===== Records for the exercise =====

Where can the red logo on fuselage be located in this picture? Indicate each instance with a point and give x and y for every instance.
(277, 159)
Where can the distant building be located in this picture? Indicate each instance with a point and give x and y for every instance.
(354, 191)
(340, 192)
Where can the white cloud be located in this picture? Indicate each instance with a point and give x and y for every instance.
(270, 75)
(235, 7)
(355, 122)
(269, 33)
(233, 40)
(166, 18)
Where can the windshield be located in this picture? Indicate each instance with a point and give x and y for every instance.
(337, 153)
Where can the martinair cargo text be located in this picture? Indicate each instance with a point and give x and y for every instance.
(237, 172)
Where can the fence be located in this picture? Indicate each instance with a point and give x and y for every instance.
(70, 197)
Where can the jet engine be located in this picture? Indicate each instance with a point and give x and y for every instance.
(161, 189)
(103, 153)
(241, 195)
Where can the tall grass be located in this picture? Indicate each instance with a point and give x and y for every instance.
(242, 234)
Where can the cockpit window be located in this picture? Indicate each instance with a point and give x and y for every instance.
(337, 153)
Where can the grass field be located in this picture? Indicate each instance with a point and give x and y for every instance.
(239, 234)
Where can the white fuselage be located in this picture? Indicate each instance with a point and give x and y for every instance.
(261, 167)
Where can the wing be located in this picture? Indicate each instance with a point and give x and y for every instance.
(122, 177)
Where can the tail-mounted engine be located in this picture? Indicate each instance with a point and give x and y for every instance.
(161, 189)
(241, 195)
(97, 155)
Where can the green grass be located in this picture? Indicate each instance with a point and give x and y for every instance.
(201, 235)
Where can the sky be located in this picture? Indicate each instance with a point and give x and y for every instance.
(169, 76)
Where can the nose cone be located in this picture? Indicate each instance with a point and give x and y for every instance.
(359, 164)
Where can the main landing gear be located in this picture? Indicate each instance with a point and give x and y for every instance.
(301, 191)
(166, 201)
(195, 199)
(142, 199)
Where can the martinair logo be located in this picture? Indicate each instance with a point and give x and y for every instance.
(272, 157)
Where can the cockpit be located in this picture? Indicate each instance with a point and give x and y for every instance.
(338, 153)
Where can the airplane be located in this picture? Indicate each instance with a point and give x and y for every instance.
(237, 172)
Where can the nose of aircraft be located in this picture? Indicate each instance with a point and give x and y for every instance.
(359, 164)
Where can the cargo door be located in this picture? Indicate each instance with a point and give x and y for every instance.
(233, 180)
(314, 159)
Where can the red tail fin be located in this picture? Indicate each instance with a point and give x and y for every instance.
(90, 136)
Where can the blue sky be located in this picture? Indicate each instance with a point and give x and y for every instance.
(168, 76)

=====

## What the exercise asks
Copy out every line of the records, requests included, from the line containing "Where can the nose cone" through the end of the records, and add 131 to each x and y coordinate in the answers.

## Output
Where can the nose cone be located in this picture? Indicate each instance with a point and give x and y for every instance.
(490, 295)
Where can the main landing gear be located in this picture? Indicate each instance with a point and give x and y for every instance.
(432, 322)
(297, 332)
(326, 330)
(273, 330)
Where can the martinair logo be located in this picture? Indicate each instance with a point and give x and y for every instance.
(403, 288)
Where can the cockpit be located in this picture? Indicate each instance with a point and give x and y for every instance.
(469, 284)
Where can the airplane be located in this picture? Indicate each instance with a point and give x and y for every instance.
(368, 303)
Where can the nose of aircraft be located in this picture? Indicate each instance with a point and give x and y for every instance.
(490, 295)
Where can the cargo door be located in this picture? Indicate each instance with a point and give x and y for every instance.
(364, 311)
(445, 290)
Where can the red tail fin be located in this picture? Indicate each instance with a point and give x and y for every instance.
(221, 267)
Where can the blue sky be located in this picture? Indicate each instance with a point and give x and y for every instance.
(299, 207)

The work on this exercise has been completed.